EXPLORE THE MATERIAL:
A. According to the housing development article, what was the median resale price of a single-family home in Valencia in August?
B. Echo the housing development article word for word, starting with "Despite its decision" and going on through "Ventura County border.".

SOURCE PASSAGE:
============
According to SCAG estimates, L.A. County will need an additional 185,000 housing units, or 37,000 a year through 2004, to meet that demand.
But Newhall's total inventory of 30,000 lots property the developer hopes to build out over the next 20 years or so wouldn't even satisfy a year's worth of countywide demand.
Meanwhile, home prices are increasing in Valencia. With the planned Palmdale community, dubbed City Ranch, the two development companies want to cash in on first-time homebuyers who are being priced out of the Valencia market where the median resale price of a single-family home in August was $245,000. That was 16.7 percent more than in the like month a year earlier.
Despite its decision to pursue the City Ranch project, Newhall Land is by no means ready to abandon the booming real estate market in Valencia. In the years ahead, it plans to develop its 9,000 remaining lots there and to build 21,000 additional housing units in its nearby Newhall Ranch project, a planned community of 70,000 homes targeted for an agricultural area on the Ventura County border.
Jack Kyser, chief economist for the Los Angeles Economic Development Corp., said Newhall Land's decision to build yet another planned community "may seem crazy, but it's not crazy at all."
He said Southern California faces a serious housing crunch that could make it more difficult for the area to attract and retain a workforce to meet the needs of employers.
"If you want entry-level housing in Southern California, you have to go east to Riverside or San Bernardino, or north into the Antelope Valley," said Kyser. "We have a homebuilding deficit, and if we don't get busy, we are definitely going to be hurt in our competitiveness."
Newhall Land recently announced that it had formed the joint venture with a subsidiary of Kaufman & Broad to develop the already approved master-planned City Ranch community in Palmdale.
As part of the transaction, Newhall Land acquired a 50.1 percent interest in the property owned by Kaufman & Broad and will act as master developer, with day-to-day responsibility for the project.
Located two miles west of the Antelope Valley (14) Freeway and about 26 miles east of Valencia, City Ranch will feature 4,200 single-family homes, 300 apartment units, and 260,000 square feet of commercial development. Also planned are schools, a lake, parks, riding and hiking trails, and a public golf course.
============
SUPPLIED RECORDS:
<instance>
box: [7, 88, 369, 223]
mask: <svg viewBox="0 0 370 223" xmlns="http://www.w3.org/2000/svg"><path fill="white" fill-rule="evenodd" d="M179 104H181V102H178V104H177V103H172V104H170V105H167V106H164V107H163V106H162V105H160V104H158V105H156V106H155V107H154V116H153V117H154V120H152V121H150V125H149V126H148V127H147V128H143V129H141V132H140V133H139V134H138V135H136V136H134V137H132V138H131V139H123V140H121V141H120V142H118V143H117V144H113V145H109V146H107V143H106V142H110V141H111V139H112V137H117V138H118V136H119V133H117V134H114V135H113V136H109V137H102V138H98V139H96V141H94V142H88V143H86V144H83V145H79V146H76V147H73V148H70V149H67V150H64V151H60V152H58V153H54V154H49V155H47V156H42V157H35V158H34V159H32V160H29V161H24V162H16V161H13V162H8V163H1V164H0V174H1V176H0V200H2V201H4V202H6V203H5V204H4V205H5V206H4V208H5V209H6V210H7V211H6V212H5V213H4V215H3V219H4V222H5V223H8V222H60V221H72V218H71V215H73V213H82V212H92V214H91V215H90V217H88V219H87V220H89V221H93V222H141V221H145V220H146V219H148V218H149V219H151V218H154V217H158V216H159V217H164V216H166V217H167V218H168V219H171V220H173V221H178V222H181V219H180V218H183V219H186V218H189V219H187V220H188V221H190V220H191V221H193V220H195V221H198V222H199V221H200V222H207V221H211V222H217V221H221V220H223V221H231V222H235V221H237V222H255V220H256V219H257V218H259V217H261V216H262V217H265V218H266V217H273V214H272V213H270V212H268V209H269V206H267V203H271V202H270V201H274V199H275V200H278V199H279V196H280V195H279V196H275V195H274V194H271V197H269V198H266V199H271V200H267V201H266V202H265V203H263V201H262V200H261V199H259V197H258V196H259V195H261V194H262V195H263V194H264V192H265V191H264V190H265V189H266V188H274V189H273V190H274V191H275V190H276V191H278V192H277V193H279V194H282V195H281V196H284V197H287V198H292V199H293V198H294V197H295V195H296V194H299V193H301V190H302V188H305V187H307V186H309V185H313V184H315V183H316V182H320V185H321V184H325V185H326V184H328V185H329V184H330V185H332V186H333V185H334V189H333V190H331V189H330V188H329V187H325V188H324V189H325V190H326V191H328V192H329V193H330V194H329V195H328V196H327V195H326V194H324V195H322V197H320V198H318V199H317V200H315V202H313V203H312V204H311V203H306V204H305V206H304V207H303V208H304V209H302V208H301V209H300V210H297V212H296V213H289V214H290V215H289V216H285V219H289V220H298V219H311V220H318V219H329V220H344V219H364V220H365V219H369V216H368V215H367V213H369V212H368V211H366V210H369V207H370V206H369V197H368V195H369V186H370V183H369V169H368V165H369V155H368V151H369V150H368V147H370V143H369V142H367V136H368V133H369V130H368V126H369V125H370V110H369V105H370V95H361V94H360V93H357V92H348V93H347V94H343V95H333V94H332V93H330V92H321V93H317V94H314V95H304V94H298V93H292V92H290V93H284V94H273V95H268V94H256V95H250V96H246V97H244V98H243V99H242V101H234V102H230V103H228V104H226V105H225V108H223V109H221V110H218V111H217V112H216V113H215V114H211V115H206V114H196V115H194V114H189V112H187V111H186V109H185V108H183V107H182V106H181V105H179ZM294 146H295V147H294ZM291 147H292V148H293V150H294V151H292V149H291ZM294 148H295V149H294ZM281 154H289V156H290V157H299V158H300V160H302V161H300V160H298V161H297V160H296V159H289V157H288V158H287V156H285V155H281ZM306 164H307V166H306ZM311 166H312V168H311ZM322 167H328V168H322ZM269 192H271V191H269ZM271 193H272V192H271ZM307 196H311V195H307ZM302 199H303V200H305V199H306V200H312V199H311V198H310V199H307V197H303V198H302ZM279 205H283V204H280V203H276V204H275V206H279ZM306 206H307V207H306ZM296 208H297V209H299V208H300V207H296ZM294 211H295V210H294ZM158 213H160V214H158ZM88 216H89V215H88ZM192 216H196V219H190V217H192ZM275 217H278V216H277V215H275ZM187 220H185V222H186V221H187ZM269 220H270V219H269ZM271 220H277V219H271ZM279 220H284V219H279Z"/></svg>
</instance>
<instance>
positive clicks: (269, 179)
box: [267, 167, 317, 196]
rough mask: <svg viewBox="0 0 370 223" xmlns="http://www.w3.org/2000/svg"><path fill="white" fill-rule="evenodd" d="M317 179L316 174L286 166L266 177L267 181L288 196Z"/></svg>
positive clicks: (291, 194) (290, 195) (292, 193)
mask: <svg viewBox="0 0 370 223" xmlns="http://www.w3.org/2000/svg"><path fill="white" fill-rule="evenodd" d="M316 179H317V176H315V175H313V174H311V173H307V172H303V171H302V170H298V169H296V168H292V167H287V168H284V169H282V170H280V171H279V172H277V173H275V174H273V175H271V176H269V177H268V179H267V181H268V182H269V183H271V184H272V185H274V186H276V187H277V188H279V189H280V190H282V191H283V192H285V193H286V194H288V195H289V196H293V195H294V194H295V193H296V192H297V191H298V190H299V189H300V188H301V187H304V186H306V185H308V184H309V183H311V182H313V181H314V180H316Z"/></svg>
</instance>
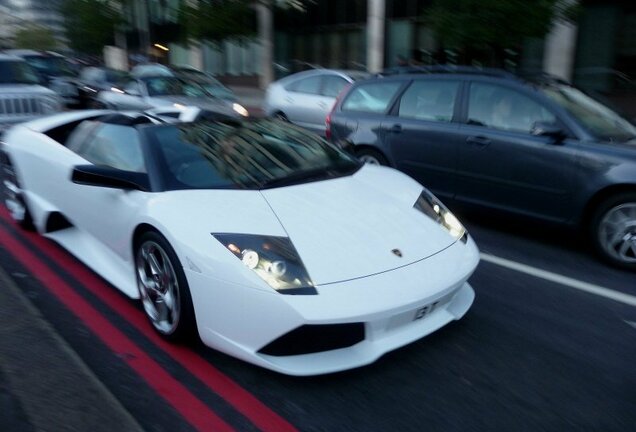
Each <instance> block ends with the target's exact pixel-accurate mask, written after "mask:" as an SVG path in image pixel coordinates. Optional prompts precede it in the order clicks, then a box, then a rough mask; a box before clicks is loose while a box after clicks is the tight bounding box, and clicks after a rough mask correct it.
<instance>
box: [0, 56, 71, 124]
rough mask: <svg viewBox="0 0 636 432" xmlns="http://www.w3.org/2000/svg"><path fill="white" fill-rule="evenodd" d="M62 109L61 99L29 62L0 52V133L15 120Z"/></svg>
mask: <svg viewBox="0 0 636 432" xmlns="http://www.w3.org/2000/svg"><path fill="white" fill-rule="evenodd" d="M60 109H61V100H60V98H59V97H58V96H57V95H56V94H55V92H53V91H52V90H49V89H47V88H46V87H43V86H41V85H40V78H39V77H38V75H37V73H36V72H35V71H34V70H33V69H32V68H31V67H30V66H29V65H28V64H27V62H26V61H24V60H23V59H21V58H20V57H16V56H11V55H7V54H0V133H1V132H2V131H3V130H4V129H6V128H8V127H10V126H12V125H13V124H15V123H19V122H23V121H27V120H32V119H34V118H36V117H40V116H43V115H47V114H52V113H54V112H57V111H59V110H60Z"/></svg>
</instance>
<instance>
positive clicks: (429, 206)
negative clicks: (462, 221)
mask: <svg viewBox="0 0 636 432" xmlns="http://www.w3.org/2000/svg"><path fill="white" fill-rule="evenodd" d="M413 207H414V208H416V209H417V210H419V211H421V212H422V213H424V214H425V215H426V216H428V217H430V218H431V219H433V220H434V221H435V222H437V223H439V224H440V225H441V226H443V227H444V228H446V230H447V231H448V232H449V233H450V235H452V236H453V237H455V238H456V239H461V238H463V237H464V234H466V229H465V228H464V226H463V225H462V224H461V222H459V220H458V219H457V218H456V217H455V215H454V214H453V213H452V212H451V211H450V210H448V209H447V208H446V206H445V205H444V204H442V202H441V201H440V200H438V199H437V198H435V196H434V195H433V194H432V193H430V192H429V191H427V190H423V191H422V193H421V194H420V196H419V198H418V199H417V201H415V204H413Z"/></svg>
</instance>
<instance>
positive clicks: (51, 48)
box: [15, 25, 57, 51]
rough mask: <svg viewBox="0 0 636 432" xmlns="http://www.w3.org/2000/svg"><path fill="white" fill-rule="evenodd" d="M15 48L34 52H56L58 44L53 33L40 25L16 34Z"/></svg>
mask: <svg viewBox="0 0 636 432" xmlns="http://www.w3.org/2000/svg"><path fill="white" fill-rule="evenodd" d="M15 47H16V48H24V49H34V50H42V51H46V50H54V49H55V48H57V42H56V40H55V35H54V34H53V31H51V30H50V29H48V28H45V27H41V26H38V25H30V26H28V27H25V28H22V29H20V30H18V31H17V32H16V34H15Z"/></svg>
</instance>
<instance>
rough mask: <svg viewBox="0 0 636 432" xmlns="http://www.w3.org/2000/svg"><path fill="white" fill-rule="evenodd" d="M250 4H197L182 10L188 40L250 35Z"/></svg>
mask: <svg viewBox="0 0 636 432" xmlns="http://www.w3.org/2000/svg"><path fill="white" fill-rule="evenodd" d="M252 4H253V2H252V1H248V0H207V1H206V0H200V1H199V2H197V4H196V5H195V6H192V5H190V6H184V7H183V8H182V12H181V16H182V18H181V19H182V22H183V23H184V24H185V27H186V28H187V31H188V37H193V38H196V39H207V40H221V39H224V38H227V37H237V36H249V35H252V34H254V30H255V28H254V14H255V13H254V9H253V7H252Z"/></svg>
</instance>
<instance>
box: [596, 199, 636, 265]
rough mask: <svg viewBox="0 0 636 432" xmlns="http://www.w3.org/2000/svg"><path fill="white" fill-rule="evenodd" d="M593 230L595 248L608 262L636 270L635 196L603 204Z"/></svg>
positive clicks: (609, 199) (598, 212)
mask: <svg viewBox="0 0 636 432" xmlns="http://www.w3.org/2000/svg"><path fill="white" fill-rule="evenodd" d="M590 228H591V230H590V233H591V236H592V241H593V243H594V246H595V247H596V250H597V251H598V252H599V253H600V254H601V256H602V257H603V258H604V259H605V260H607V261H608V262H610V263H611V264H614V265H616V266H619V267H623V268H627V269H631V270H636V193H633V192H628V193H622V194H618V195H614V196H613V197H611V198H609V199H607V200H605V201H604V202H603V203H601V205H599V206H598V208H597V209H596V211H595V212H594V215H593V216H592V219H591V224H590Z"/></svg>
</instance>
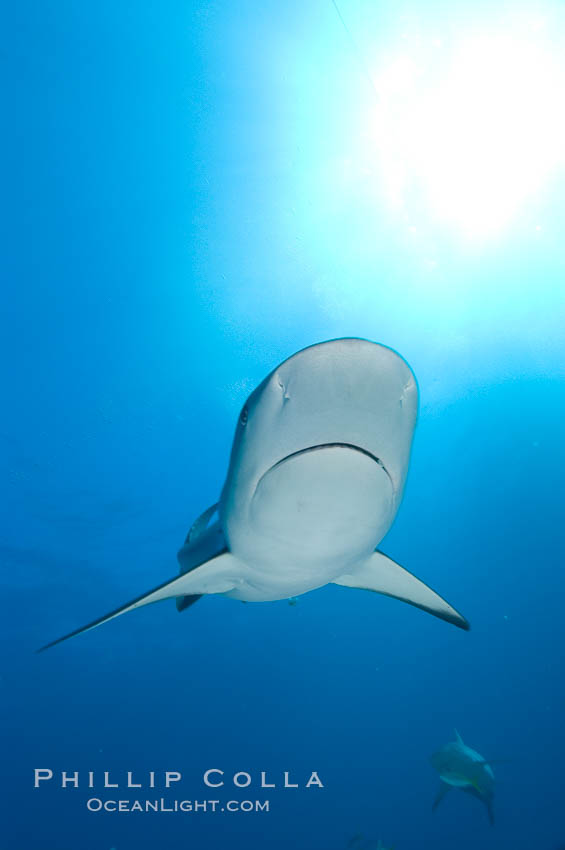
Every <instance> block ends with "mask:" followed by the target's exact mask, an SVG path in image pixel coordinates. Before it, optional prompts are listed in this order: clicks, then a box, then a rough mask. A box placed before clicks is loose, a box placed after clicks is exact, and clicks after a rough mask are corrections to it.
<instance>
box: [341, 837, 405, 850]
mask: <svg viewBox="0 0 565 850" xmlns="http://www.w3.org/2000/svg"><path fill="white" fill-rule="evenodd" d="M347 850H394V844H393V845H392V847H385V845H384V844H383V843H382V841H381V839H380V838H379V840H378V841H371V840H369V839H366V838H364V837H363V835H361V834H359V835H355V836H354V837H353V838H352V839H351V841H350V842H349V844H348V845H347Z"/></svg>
============
SET OF ANSWERS:
A. $245,000

B.
Despite its decision to pursue the City Ranch project, Newhall Land is by no means ready to abandon the booming real estate market in Valencia. In the years ahead, it plans to develop its 9,000 remaining lots there and to build 21,000 additional housing units in its nearby Newhall Ranch project, a planned community of 70,000 homes targeted for an agricultural area on the Ventura County border.